● Written exercise
From the entries below, extract every line that contains the word "blue". Case matters.

● Records for this task
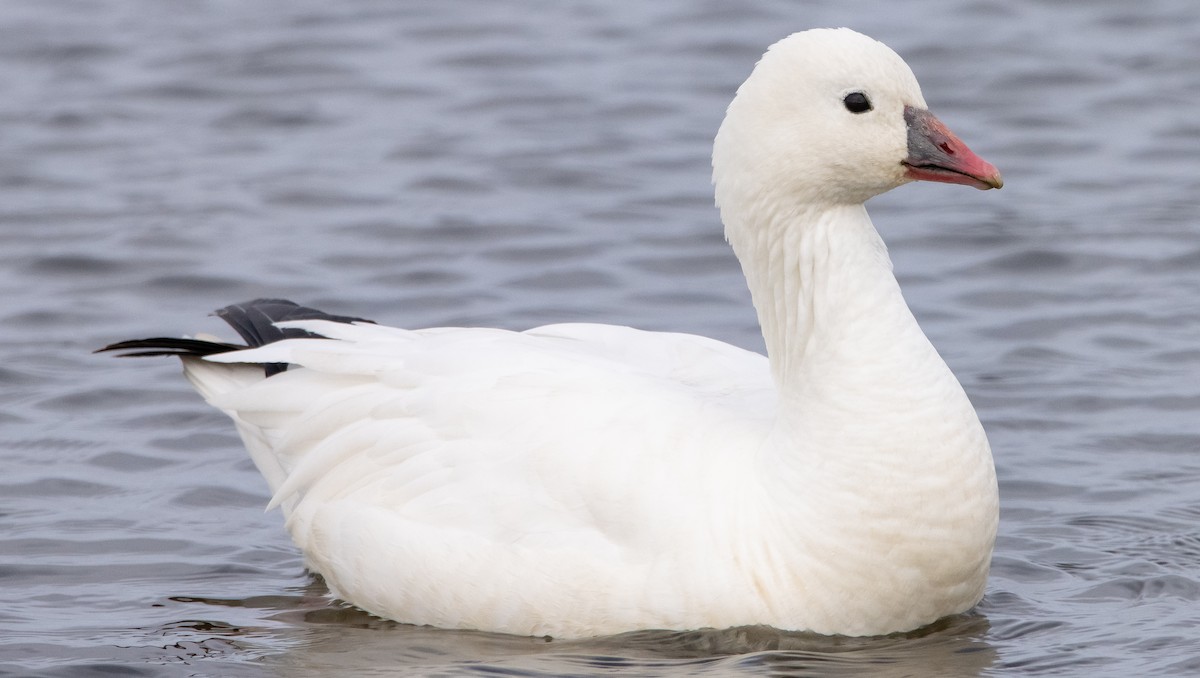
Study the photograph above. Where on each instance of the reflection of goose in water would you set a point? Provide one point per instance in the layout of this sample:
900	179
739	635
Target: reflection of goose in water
580	480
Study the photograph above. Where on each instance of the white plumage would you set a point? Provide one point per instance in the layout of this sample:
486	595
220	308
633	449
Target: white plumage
577	480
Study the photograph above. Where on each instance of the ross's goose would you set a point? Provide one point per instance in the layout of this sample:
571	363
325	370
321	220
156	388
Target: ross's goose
577	480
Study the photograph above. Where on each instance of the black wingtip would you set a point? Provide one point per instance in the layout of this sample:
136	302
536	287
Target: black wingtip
253	321
168	346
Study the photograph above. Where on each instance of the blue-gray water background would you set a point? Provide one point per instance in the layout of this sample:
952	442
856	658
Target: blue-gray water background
514	163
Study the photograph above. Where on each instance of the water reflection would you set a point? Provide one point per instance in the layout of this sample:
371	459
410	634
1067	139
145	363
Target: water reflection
317	635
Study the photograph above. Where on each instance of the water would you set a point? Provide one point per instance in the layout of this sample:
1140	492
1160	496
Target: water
515	163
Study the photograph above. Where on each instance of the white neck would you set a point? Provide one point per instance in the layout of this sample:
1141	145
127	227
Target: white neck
827	300
877	466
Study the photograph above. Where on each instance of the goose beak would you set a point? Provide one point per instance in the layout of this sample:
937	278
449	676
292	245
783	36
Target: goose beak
935	154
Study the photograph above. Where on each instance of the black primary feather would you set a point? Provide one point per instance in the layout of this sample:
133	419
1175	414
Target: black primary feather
253	321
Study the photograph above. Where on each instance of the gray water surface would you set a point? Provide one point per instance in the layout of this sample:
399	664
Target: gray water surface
514	163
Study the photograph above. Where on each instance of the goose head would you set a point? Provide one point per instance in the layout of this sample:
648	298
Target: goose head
831	117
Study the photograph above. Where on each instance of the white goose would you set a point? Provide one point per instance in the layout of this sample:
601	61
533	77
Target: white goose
580	480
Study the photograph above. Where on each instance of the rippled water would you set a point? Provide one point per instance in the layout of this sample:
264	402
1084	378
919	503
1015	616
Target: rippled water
515	163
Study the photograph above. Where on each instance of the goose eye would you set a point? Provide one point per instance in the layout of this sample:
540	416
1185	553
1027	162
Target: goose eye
857	102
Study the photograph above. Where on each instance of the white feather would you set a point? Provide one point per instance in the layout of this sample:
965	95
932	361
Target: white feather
583	479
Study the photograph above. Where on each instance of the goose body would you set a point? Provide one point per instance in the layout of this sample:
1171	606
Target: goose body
579	480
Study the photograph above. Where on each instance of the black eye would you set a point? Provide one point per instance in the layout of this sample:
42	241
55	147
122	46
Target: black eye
857	102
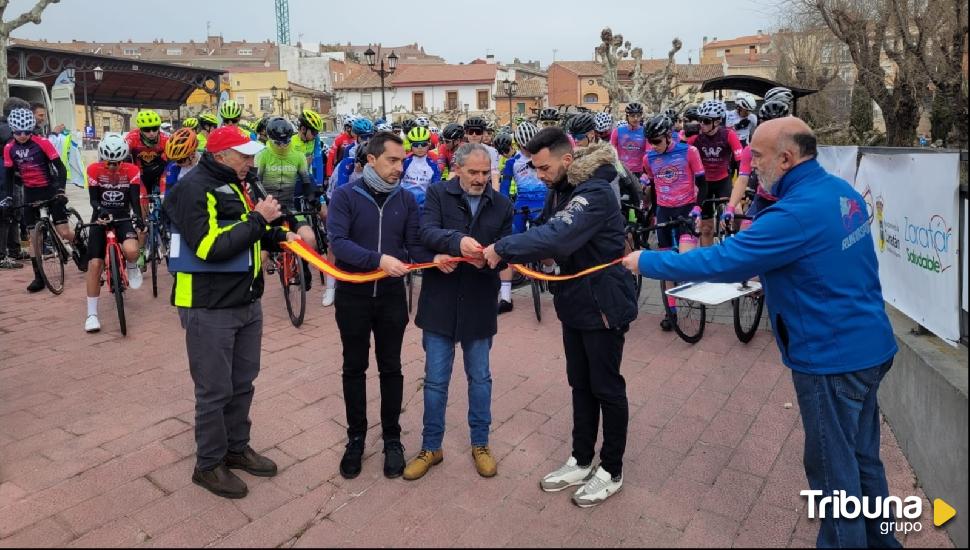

● Finished answer
Study the photograph above. Where on each instance of the blue-gray water background would you set a point? Provide one point per instance in the layout of this sample:
Target: blue-gray water background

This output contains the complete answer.